**PROBLEM REQUIREMENTS:** Return every line of the records below unchanged, leaving out the pictures.

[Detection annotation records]
-- Begin --

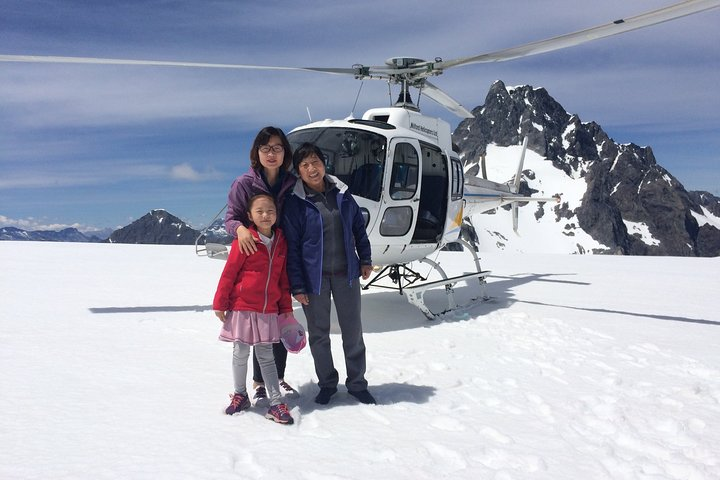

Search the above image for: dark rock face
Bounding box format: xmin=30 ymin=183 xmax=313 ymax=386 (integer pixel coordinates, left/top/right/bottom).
xmin=453 ymin=81 xmax=720 ymax=256
xmin=107 ymin=210 xmax=200 ymax=245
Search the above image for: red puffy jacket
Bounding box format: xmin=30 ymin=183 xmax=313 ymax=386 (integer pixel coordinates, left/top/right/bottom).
xmin=213 ymin=225 xmax=292 ymax=314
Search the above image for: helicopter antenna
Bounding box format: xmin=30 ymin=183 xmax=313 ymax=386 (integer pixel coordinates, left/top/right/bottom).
xmin=395 ymin=80 xmax=420 ymax=111
xmin=350 ymin=80 xmax=365 ymax=117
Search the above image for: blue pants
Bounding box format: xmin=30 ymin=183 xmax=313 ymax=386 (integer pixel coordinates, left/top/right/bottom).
xmin=303 ymin=275 xmax=367 ymax=391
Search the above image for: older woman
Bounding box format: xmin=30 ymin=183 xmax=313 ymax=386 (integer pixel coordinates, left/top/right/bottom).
xmin=283 ymin=143 xmax=376 ymax=404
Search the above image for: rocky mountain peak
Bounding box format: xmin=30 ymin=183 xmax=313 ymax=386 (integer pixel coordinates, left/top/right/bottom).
xmin=453 ymin=81 xmax=720 ymax=256
xmin=107 ymin=209 xmax=199 ymax=245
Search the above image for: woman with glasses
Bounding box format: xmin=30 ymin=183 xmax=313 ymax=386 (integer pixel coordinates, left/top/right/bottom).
xmin=225 ymin=126 xmax=297 ymax=404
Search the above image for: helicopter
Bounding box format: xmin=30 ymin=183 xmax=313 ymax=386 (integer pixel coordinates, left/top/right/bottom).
xmin=0 ymin=0 xmax=720 ymax=318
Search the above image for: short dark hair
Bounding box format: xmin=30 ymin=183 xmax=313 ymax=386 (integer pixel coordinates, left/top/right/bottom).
xmin=293 ymin=142 xmax=325 ymax=171
xmin=250 ymin=126 xmax=292 ymax=170
xmin=248 ymin=193 xmax=277 ymax=211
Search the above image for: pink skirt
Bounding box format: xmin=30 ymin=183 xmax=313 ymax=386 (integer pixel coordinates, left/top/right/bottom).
xmin=220 ymin=311 xmax=280 ymax=345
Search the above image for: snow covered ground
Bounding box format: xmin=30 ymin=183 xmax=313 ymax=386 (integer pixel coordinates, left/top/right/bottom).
xmin=0 ymin=242 xmax=720 ymax=480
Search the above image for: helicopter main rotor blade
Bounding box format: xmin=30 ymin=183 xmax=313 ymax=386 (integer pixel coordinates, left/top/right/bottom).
xmin=433 ymin=0 xmax=720 ymax=70
xmin=0 ymin=55 xmax=359 ymax=75
xmin=420 ymin=80 xmax=475 ymax=118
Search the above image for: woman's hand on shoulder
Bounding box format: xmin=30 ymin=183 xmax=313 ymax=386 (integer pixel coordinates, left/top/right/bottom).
xmin=293 ymin=293 xmax=310 ymax=305
xmin=237 ymin=225 xmax=257 ymax=255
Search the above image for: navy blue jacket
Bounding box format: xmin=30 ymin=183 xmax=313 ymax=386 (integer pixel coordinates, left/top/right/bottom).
xmin=283 ymin=175 xmax=372 ymax=295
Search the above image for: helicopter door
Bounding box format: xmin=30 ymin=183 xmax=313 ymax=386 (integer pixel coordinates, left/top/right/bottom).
xmin=378 ymin=138 xmax=421 ymax=249
xmin=412 ymin=142 xmax=448 ymax=243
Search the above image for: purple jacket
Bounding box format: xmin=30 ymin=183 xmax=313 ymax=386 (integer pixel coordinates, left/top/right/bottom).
xmin=225 ymin=168 xmax=297 ymax=237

-- End --

**SOLUTION TO THE EXERCISE:**
Search the above image for: dark rock face
Bounding box format: xmin=30 ymin=183 xmax=313 ymax=386 (integer pixel coordinates, left/top/right/bottom).
xmin=453 ymin=81 xmax=720 ymax=256
xmin=107 ymin=210 xmax=200 ymax=245
Search the above image for: red puffy jacket
Bounding box format: xmin=30 ymin=183 xmax=313 ymax=386 (integer pixel coordinates, left/top/right/bottom).
xmin=213 ymin=225 xmax=292 ymax=314
Search the above image for: helicopter antenna
Bounding box format: xmin=30 ymin=183 xmax=313 ymax=386 (integer pixel coordinates, left/top/right/bottom).
xmin=395 ymin=80 xmax=420 ymax=111
xmin=350 ymin=80 xmax=365 ymax=117
Search the above image for: blue pants
Bounding box format: xmin=30 ymin=183 xmax=313 ymax=386 (integer pixel coordinates, left/top/right/bottom).
xmin=303 ymin=275 xmax=367 ymax=391
Search the above image for: older woman
Bounding box format: xmin=30 ymin=183 xmax=313 ymax=386 (integer pixel coordinates, left/top/right/bottom).
xmin=283 ymin=143 xmax=376 ymax=404
Search the above image for: rocky mountain peak
Bounding box format: xmin=30 ymin=183 xmax=313 ymax=386 (integer pixel coordinates, left/top/right/bottom).
xmin=453 ymin=81 xmax=720 ymax=256
xmin=107 ymin=209 xmax=199 ymax=245
Search the above image for: woman with glasses
Bounding box format: xmin=30 ymin=183 xmax=313 ymax=386 (integer pixel coordinates, left/top/right/bottom).
xmin=225 ymin=126 xmax=297 ymax=404
Search the above image for: helicopter
Bounding box format: xmin=30 ymin=183 xmax=313 ymax=386 (integer pixel coordinates, left/top/right/bottom).
xmin=0 ymin=0 xmax=720 ymax=318
Search the above image for: short dark hair
Bounding box format: xmin=30 ymin=183 xmax=313 ymax=386 (integer pixel coordinates, left/top/right/bottom).
xmin=293 ymin=142 xmax=325 ymax=171
xmin=250 ymin=126 xmax=292 ymax=170
xmin=248 ymin=193 xmax=277 ymax=211
Search the above image for: pink skirt
Bounding box format: xmin=30 ymin=183 xmax=313 ymax=386 (integer pixel coordinates, left/top/right/bottom).
xmin=220 ymin=311 xmax=280 ymax=345
Search the above image for: snow covered ground
Bounding box format: xmin=30 ymin=183 xmax=313 ymax=386 (integer pixel coordinates, left/top/right/bottom).
xmin=0 ymin=242 xmax=720 ymax=480
Search the above image for: helicopter main rotor blade
Bounding box format: xmin=30 ymin=183 xmax=313 ymax=386 (integer pixel coordinates, left/top/right/bottom).
xmin=433 ymin=0 xmax=720 ymax=70
xmin=0 ymin=55 xmax=359 ymax=75
xmin=420 ymin=80 xmax=475 ymax=118
Search the above image for: woman's hand on shoulder
Bounding box format: xmin=30 ymin=183 xmax=313 ymax=386 (integer pixel coordinates, left/top/right/bottom).
xmin=293 ymin=293 xmax=310 ymax=305
xmin=237 ymin=225 xmax=257 ymax=255
Search the above image for: navy blue jacket
Bounding box format: xmin=30 ymin=183 xmax=313 ymax=386 (integer pixel coordinates, left/top/right/bottom).
xmin=283 ymin=175 xmax=372 ymax=295
Search the above image for: helicopter door
Bounding box format: xmin=30 ymin=183 xmax=313 ymax=386 (integer pixel coordinates, left/top/right/bottom).
xmin=378 ymin=138 xmax=421 ymax=249
xmin=412 ymin=142 xmax=448 ymax=243
Search the above image for: purple jacket
Bounding box format: xmin=30 ymin=183 xmax=313 ymax=386 (integer pixel coordinates, left/top/right/bottom).
xmin=225 ymin=168 xmax=297 ymax=237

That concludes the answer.